PROMPT: Please transcribe the data below exactly. Leave the pictures out.

Point annotation dataset records
# # # # #

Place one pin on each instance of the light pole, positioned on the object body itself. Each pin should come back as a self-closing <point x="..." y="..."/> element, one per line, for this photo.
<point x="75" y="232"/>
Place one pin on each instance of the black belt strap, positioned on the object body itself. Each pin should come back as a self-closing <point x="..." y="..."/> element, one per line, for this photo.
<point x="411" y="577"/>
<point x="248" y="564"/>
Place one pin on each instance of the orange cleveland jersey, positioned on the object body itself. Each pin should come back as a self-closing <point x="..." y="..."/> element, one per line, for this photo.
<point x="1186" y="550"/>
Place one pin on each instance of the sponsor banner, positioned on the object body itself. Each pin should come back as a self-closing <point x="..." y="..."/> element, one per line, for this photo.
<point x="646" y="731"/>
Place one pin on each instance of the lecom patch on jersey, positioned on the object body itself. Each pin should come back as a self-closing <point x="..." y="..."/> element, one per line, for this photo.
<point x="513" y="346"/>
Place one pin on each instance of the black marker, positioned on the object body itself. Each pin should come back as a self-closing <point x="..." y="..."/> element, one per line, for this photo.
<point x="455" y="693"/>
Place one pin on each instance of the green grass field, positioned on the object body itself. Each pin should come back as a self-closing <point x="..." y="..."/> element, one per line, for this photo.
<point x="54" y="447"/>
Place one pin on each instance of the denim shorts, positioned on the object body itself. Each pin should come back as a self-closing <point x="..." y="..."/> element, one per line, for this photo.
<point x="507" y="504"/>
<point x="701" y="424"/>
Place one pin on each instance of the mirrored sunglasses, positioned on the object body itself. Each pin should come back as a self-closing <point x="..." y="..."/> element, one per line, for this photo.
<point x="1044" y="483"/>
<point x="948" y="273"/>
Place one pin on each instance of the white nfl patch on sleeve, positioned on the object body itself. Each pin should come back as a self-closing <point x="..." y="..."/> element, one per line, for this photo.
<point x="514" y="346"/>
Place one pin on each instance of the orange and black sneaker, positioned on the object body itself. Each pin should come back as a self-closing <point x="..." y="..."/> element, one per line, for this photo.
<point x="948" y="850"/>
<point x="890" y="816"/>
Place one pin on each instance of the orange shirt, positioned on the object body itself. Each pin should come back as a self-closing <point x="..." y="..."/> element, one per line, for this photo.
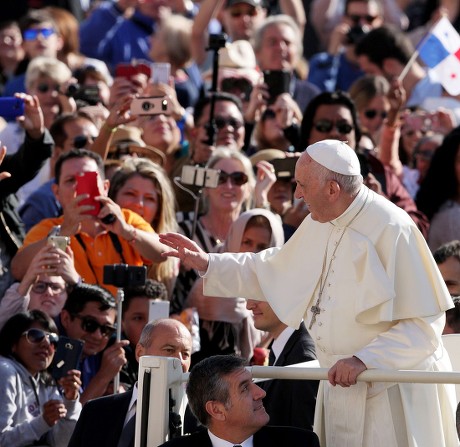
<point x="90" y="260"/>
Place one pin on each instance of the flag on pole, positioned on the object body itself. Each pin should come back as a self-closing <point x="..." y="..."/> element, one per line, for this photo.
<point x="440" y="51"/>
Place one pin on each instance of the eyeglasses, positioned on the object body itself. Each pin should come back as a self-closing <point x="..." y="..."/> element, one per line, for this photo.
<point x="42" y="287"/>
<point x="32" y="33"/>
<point x="269" y="114"/>
<point x="45" y="88"/>
<point x="325" y="126"/>
<point x="80" y="141"/>
<point x="240" y="87"/>
<point x="372" y="113"/>
<point x="235" y="13"/>
<point x="236" y="178"/>
<point x="35" y="336"/>
<point x="91" y="325"/>
<point x="221" y="123"/>
<point x="356" y="18"/>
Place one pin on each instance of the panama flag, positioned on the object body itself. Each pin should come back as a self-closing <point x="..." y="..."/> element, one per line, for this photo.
<point x="440" y="51"/>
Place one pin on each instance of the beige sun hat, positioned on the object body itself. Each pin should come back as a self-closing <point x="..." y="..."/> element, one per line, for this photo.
<point x="127" y="140"/>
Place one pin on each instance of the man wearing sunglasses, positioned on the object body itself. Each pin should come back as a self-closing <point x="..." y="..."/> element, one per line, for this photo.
<point x="89" y="314"/>
<point x="338" y="68"/>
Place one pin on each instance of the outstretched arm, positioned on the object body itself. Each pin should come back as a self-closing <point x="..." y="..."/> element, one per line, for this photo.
<point x="190" y="254"/>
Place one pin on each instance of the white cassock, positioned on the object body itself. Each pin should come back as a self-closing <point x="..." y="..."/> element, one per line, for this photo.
<point x="383" y="301"/>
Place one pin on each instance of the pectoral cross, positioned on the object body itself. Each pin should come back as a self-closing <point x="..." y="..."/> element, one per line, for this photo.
<point x="316" y="310"/>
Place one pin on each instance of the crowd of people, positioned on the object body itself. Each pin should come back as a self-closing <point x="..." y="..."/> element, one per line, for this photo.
<point x="193" y="117"/>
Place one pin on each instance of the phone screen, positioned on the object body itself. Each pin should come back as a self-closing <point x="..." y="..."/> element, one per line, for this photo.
<point x="87" y="184"/>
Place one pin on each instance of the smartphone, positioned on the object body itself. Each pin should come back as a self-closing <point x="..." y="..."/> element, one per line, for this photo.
<point x="67" y="357"/>
<point x="60" y="242"/>
<point x="278" y="82"/>
<point x="127" y="71"/>
<point x="160" y="72"/>
<point x="284" y="167"/>
<point x="87" y="184"/>
<point x="150" y="105"/>
<point x="198" y="176"/>
<point x="11" y="107"/>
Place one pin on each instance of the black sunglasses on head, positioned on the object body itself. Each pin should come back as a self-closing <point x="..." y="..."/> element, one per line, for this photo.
<point x="35" y="336"/>
<point x="236" y="178"/>
<point x="325" y="126"/>
<point x="91" y="325"/>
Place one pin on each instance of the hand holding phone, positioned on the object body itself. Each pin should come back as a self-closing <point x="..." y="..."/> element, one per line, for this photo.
<point x="87" y="184"/>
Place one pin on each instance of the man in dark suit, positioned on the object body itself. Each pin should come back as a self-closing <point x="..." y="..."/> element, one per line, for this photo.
<point x="288" y="402"/>
<point x="104" y="421"/>
<point x="224" y="399"/>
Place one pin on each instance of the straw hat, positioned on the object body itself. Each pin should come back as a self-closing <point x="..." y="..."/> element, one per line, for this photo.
<point x="127" y="140"/>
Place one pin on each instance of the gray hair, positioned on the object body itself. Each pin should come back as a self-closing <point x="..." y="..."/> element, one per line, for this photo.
<point x="207" y="382"/>
<point x="278" y="19"/>
<point x="49" y="67"/>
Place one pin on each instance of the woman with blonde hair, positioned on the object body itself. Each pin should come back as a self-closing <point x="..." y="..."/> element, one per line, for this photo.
<point x="144" y="187"/>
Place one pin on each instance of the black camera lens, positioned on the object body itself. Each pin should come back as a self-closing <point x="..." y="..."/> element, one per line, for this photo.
<point x="146" y="106"/>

# # # # #

SOLUTION FOR THIS EXERCISE:
Place one pin on each instance of the light pole, positioned on the object body itself. Each pin should come back as a self-closing <point x="..." y="..."/> element, one per line, for this photo.
<point x="75" y="232"/>
Place one pin on each instance of the black belt strap, positioned on the object body itself. Each pin should come back as a self-closing <point x="..." y="..."/> element, one per line, for this photo.
<point x="411" y="577"/>
<point x="248" y="564"/>
Place one pin on each instance of the orange cleveland jersey, positioned on the object body itself. Each pin should come back as a self-closing <point x="..." y="..."/> element, one per line, for this photo.
<point x="1186" y="550"/>
Place one pin on each instance of the sponsor banner, positioned on the object body itself. Each pin should come back as a self-closing <point x="..." y="..."/> element, one per line, for this photo.
<point x="646" y="731"/>
Place one pin on each instance of the lecom patch on jersey, positioned on the object body itself. Each pin should come back as a self-closing <point x="..." y="..."/> element, one per line, for this photo.
<point x="513" y="346"/>
Place one pin on each instance of the black marker, positioned on the object body itself. Each pin should come back as a self-closing <point x="..." y="..."/> element, one per line, for this photo.
<point x="455" y="693"/>
Place one pin on each instance of the green grass field, positioned on the object body itself. Each pin should come back as a self-closing <point x="..." y="..."/> element, one per line, for this photo.
<point x="54" y="447"/>
Place one pin on each instance of the denim shorts, positioned on the object body itself. Each pin should come back as a self-closing <point x="..." y="..."/> element, one per line, for this photo.
<point x="507" y="504"/>
<point x="701" y="424"/>
Place one pin on each instance of the mirrored sunglasses, positioned on the object body itself. Each pin should come back as a self-closing <point x="..." y="..."/> element, one per line, for this photo.
<point x="1044" y="483"/>
<point x="948" y="273"/>
Place one pin on each instance of the white nfl patch on sleeve, positioned on the object body itself. Each pin should come back as a self-closing <point x="..." y="..."/> element, one per line, for this photo.
<point x="514" y="346"/>
Place one pin on each instance of the orange and black sneaker, positioned on the object body itself. Each pin should come back as a self-closing <point x="..." y="..."/> element, one per line, for this photo.
<point x="948" y="850"/>
<point x="890" y="816"/>
Place one pin on each instance of the orange shirt, positioned on the object body itself. Each pin should come back as a self-closing <point x="..." y="..."/> element, one per line, for this photo.
<point x="90" y="260"/>
Place one pin on each instance of the flag on pole, positioned on the object body itself. Each pin should come back as a self-closing <point x="..." y="..."/> element, one per line, for this photo.
<point x="440" y="51"/>
Place one pin on each instance of the eyeglasses, positioned on the object body itself. Each pin should come back as a self-closing <point x="..." y="..."/> element, one per line, for this photo.
<point x="42" y="287"/>
<point x="32" y="33"/>
<point x="269" y="114"/>
<point x="45" y="88"/>
<point x="325" y="126"/>
<point x="80" y="141"/>
<point x="240" y="87"/>
<point x="372" y="113"/>
<point x="235" y="13"/>
<point x="236" y="178"/>
<point x="35" y="336"/>
<point x="91" y="325"/>
<point x="221" y="123"/>
<point x="356" y="18"/>
Place one pin on each instance of the panama flag, positioned on the object body itself. Each pin should come back as a self-closing <point x="..." y="..."/> element, one per line, for this photo.
<point x="440" y="51"/>
Place one pin on each instance of the beige sun hat, positioned on the object body itself. Each pin should come back as a self-closing <point x="..." y="..."/> element, one per line, for this photo.
<point x="127" y="140"/>
Place one pin on each instance of the man wearing sunglasses, positioned on the object body itself. Each pin should come back as a self-closing <point x="..." y="..."/> element, one per line, for this photo.
<point x="89" y="314"/>
<point x="338" y="68"/>
Place one pin on each instance of the outstretched arm, positioned on the object body itself. Each pin should come back as a self-closing <point x="..." y="..."/> element, one per line, for this photo.
<point x="190" y="254"/>
Place one pin on each instance of the white cassock, positioned on the object body itself. Each pin should come back as a self-closing <point x="..." y="..."/> element, one per line, for this photo.
<point x="383" y="301"/>
Place one pin on each instance of the pectoral cross, positioned on the object body itself. Each pin should come back as a self-closing <point x="..." y="..."/> element, one per line, for this photo.
<point x="316" y="310"/>
Place one pin on each instance of the crowd of people, positioned on the object body itself. Each pin should come back as a self-closing <point x="..." y="..."/> element, one per line, for this photo.
<point x="193" y="117"/>
Place one pin on each instance of the phone screen, positioned on the object body itself. Each pin should come back as a self-closing <point x="..." y="..."/> element, one per line, for this photo.
<point x="87" y="184"/>
Place one pin on each instance of the smartphone, positioned on the object body itself. Each pin should come back as a self-closing <point x="..." y="..."/> element, one per line, for this photo.
<point x="67" y="357"/>
<point x="60" y="242"/>
<point x="278" y="82"/>
<point x="127" y="71"/>
<point x="160" y="72"/>
<point x="284" y="167"/>
<point x="87" y="184"/>
<point x="150" y="105"/>
<point x="198" y="176"/>
<point x="11" y="107"/>
Place one pin on each instance of the black sunglasses on head, positioned on the object body itself. Each pin should come back as a self-closing <point x="..." y="..."/> element, one per line, for this photo.
<point x="35" y="336"/>
<point x="236" y="178"/>
<point x="325" y="126"/>
<point x="91" y="325"/>
Place one pin on each instance of the hand holding phone, positioned on the object body itself. Each pin should come back as a self-closing <point x="..." y="..."/> element, one per line, for this photo.
<point x="87" y="184"/>
Place one pin on each instance of the man in dark suit, positioned on the object body itself. Each pin should come back as a self-closing <point x="..." y="..."/> element, one per line, for this photo.
<point x="288" y="402"/>
<point x="104" y="421"/>
<point x="224" y="399"/>
Place one pin on each instance of the straw hat, positioned on the object body itself. Each pin should come back as a self-closing <point x="..." y="..."/> element, one per line, for this photo.
<point x="127" y="140"/>
Place one pin on each instance of the gray hair, positioned on the object body itself. Each pin should come back as a self-closing <point x="..." y="..."/> element, one per line, for this photo.
<point x="207" y="382"/>
<point x="278" y="19"/>
<point x="49" y="67"/>
Place one pin on each instance of the woman with blonde hair, positioned on the object body itself. Each pin should come back as a self-closing <point x="..." y="..."/> element, one per line, for this photo.
<point x="144" y="187"/>
Place one pin on each instance of the black camera lens, positioned on the object body itself. Each pin should come back as a self-closing <point x="..." y="..."/> element, one per line, for this photo.
<point x="146" y="106"/>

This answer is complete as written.